## What you have to do
Locate every line below that contains the word "instance", and copy each of those lines.

## Records for the task
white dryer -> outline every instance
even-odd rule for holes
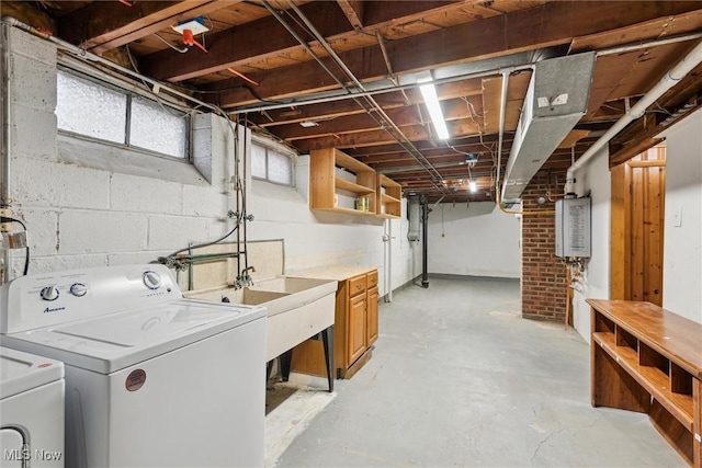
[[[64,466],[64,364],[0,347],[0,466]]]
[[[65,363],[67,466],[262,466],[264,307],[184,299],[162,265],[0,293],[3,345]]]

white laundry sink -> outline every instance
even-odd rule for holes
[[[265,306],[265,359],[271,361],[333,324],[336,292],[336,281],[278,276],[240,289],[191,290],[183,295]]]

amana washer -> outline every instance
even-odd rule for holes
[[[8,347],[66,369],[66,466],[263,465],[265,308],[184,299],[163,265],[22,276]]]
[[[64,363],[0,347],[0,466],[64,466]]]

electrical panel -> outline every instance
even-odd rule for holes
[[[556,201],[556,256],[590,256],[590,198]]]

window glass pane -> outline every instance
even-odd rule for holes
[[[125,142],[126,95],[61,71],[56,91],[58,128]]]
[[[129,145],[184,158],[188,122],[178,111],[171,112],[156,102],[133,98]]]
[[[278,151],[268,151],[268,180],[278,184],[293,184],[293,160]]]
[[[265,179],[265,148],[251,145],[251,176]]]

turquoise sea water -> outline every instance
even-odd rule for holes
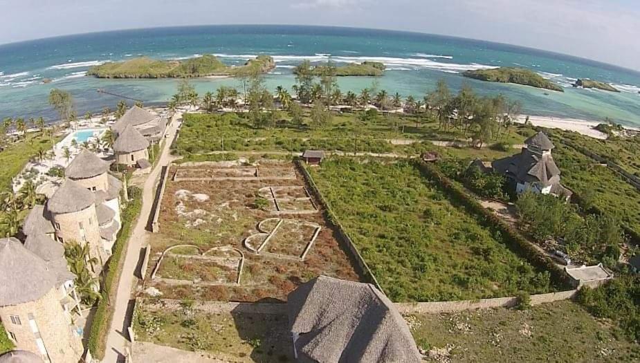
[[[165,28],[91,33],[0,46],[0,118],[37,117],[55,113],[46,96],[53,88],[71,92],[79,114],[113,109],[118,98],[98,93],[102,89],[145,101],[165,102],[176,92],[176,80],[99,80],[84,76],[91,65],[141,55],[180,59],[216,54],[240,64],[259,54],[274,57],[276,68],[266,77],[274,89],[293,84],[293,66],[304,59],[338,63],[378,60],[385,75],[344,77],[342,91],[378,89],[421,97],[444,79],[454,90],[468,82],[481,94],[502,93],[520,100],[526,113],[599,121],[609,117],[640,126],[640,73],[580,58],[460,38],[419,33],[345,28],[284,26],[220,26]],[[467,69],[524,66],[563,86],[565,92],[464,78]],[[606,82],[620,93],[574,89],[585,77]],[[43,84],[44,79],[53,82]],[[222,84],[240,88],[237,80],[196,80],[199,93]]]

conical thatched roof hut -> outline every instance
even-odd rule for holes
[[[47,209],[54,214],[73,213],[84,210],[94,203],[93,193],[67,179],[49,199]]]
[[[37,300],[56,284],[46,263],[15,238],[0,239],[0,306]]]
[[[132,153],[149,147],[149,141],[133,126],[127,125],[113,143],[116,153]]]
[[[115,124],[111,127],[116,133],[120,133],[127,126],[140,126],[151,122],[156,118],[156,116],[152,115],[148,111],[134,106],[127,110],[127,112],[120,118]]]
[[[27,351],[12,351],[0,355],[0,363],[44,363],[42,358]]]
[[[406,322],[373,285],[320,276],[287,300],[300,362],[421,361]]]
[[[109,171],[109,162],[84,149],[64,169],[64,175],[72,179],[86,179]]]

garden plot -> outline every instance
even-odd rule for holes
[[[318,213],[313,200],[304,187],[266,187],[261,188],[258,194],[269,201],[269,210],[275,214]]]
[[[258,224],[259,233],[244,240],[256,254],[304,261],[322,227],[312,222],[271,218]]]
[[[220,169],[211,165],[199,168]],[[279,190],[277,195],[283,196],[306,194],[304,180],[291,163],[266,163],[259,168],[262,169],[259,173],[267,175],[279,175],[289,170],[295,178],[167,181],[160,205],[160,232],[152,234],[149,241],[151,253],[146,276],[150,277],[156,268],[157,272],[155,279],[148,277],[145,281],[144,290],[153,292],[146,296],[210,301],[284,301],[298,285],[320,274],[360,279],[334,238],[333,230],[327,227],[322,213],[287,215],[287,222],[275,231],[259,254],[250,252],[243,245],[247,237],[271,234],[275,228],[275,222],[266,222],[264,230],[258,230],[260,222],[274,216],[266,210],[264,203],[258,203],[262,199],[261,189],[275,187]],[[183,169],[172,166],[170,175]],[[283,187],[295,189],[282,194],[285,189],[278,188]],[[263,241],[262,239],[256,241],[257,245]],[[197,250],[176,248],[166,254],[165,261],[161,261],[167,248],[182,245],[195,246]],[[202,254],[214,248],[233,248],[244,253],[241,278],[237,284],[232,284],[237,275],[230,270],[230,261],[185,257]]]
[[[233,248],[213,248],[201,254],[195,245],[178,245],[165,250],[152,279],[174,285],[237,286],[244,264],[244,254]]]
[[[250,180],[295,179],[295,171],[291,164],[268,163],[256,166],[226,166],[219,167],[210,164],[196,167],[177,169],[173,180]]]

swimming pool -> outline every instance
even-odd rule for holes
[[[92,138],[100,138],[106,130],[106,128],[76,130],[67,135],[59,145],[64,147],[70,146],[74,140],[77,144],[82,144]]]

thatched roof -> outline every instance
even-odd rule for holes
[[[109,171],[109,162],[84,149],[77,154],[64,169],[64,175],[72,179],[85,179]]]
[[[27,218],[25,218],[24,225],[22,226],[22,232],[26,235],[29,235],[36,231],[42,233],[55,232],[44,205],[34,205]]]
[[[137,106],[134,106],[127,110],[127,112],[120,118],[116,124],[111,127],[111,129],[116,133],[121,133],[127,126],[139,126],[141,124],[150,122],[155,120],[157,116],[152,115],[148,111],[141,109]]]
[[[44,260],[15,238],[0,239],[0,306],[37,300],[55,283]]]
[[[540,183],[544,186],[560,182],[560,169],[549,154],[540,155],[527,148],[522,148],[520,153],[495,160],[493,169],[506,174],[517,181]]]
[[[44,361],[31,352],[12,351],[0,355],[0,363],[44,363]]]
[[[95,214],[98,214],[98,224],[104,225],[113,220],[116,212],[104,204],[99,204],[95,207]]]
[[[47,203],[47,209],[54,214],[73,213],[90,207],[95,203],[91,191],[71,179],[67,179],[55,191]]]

## Final result
white dryer -> outline every instance
white laundry sink -> outline every instance
amana washer -> outline every instance
electrical panel -> outline every instance
window glass pane -> outline every instance
turquoise sea water -> outline every instance
conical thatched roof hut -> outline every instance
garden plot -> outline every instance
swimming pool -> outline every instance
thatched roof -> outline every instance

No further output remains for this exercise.